## Problem statement
Could you copy out every line of the records below word for word, leaving the pictures out?

## Material for this exercise
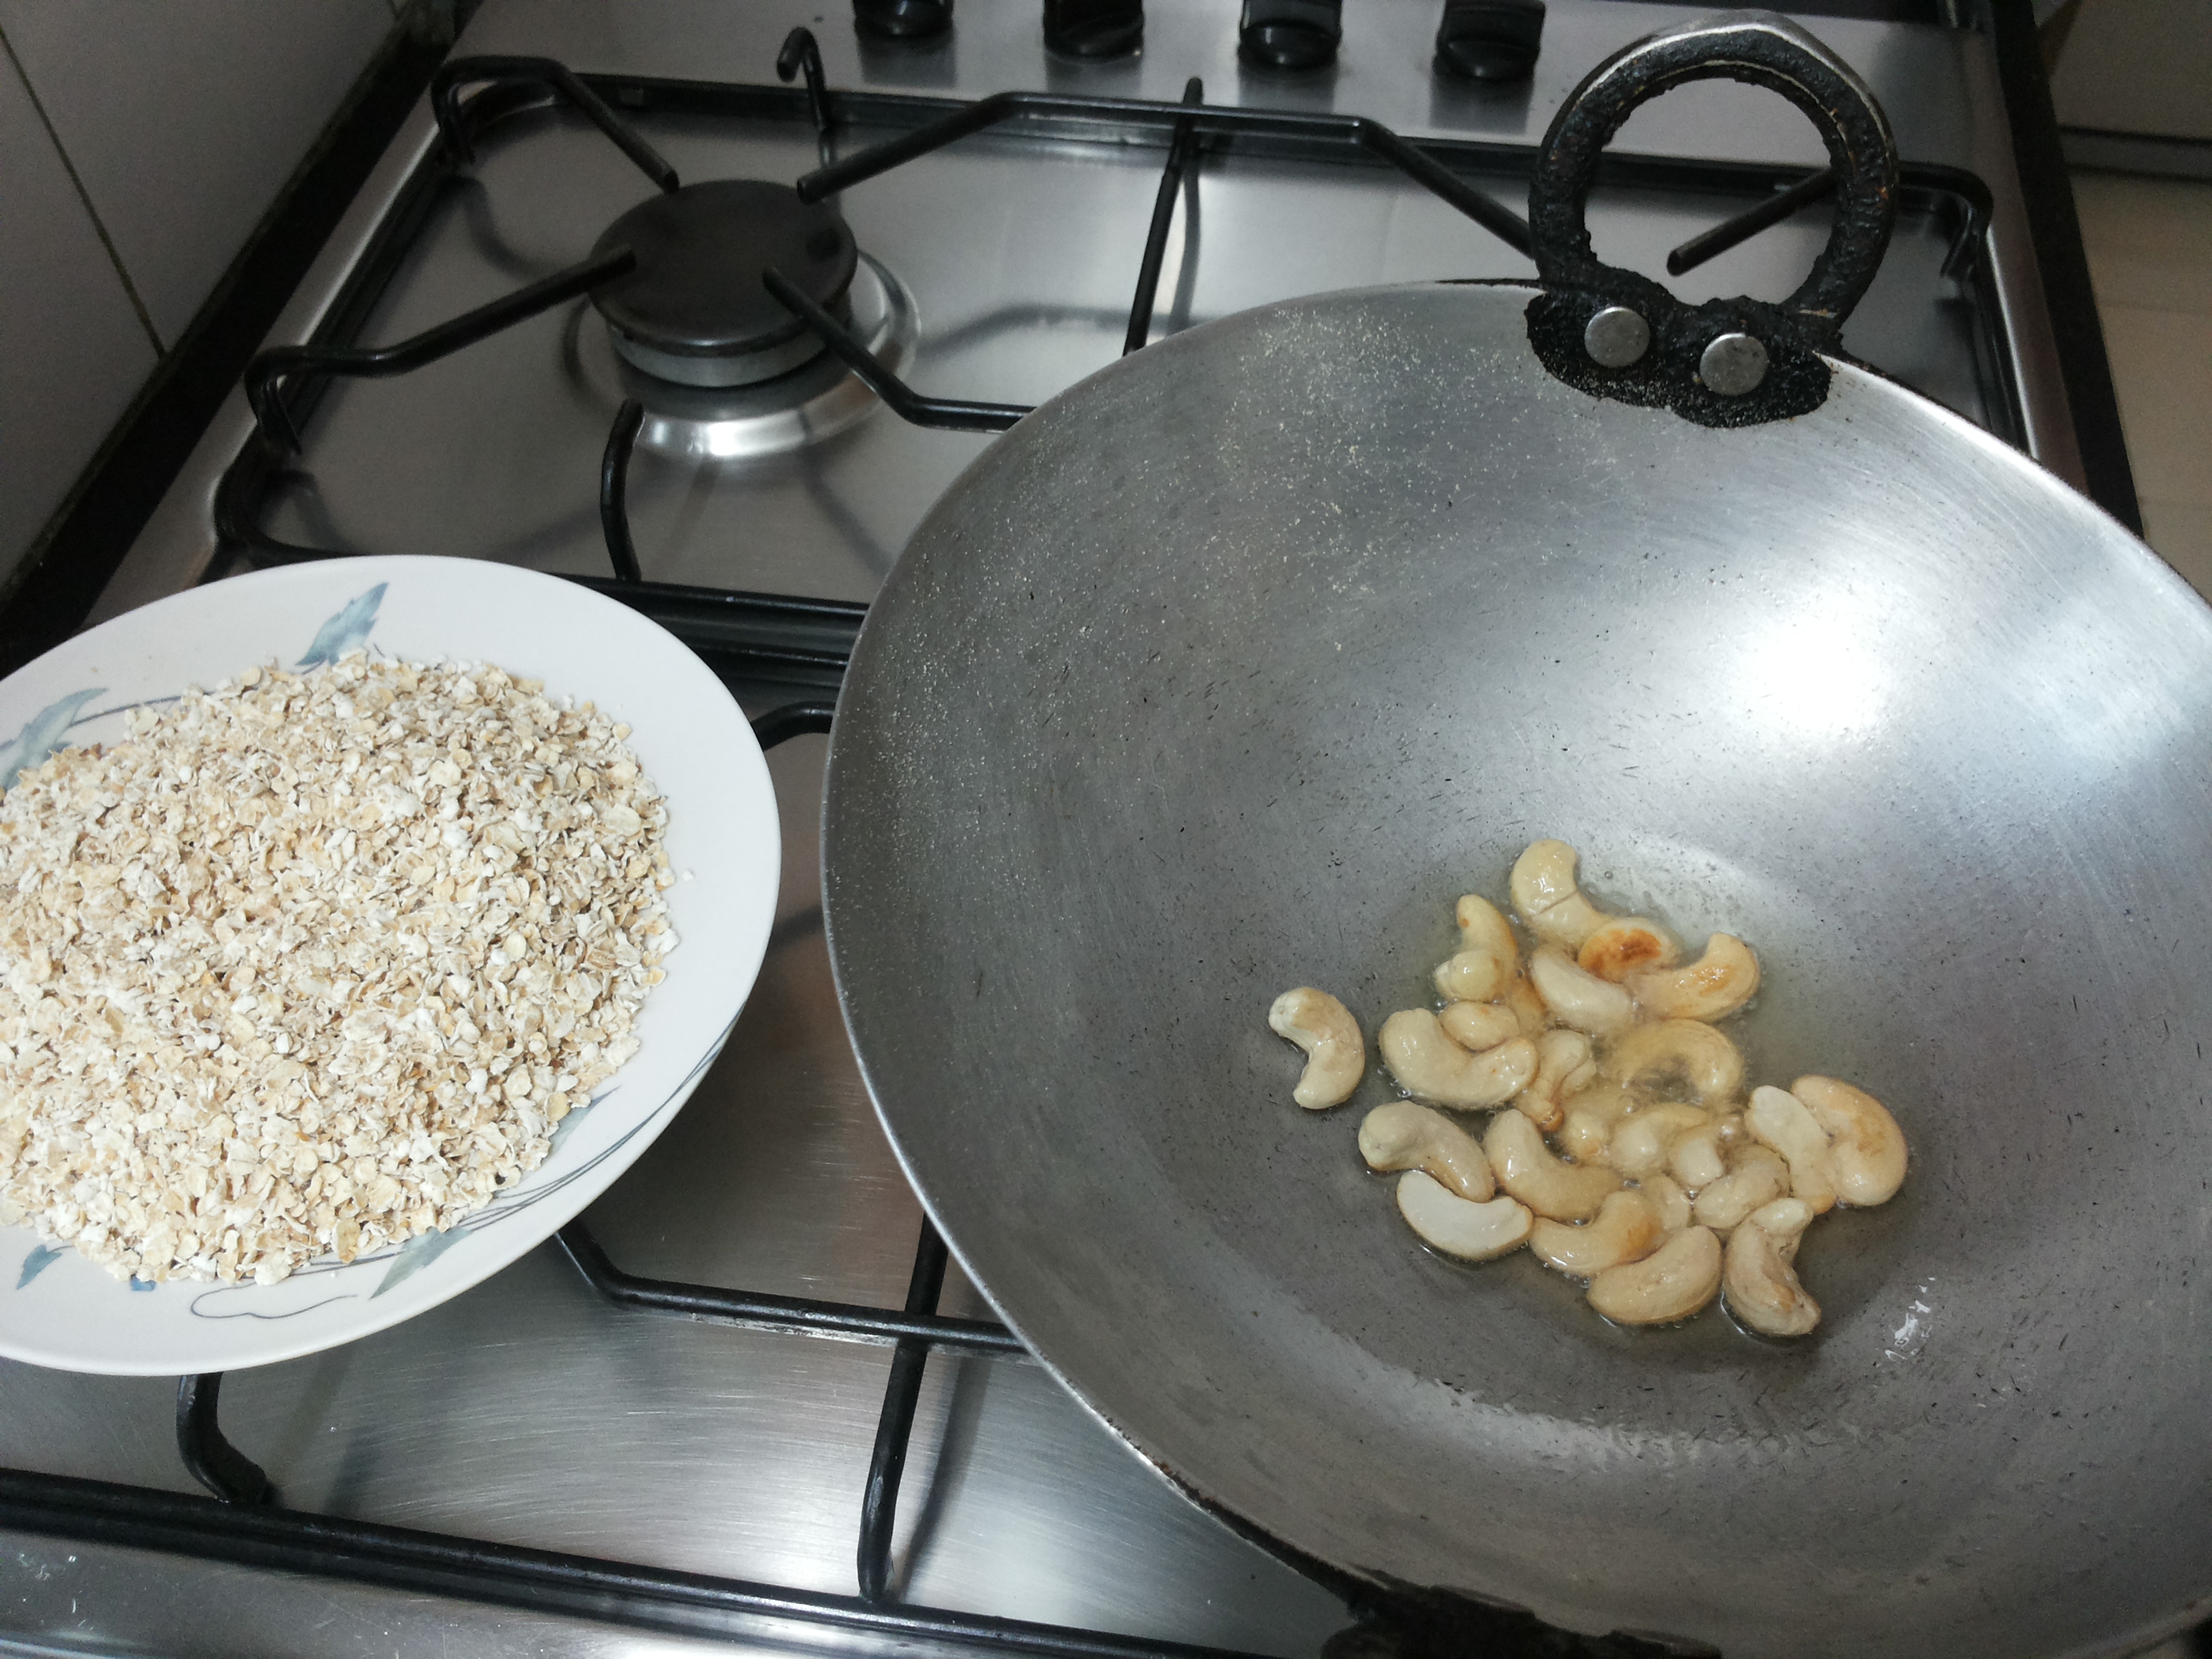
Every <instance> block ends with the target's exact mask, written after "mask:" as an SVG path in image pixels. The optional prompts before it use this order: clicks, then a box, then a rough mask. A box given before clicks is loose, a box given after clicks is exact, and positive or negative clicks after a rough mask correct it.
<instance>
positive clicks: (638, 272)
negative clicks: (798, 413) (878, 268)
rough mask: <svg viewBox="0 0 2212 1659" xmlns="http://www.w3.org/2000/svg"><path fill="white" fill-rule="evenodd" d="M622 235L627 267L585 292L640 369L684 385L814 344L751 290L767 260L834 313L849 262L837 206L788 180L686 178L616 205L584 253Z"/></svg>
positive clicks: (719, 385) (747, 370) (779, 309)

## Answer box
Every <instance> block ends with the target's exact mask, written after "mask:" as an SVG path in image pixels. The optional prompts before it use this order: clicks, then a box, then a rough mask. A box given before clicks is loose, a box given after clicks is exact, and positive or negative clicks after a rough mask correct it.
<instance>
positive clicks: (638, 272)
negative clicks: (798, 413) (878, 268)
rough mask: <svg viewBox="0 0 2212 1659" xmlns="http://www.w3.org/2000/svg"><path fill="white" fill-rule="evenodd" d="M622 235L627 267L585 292L640 369L684 385L814 344L751 290L767 260L834 313L849 262L837 206L788 180L686 178L616 205L584 253Z"/></svg>
positive clicks: (719, 385) (747, 370) (779, 309)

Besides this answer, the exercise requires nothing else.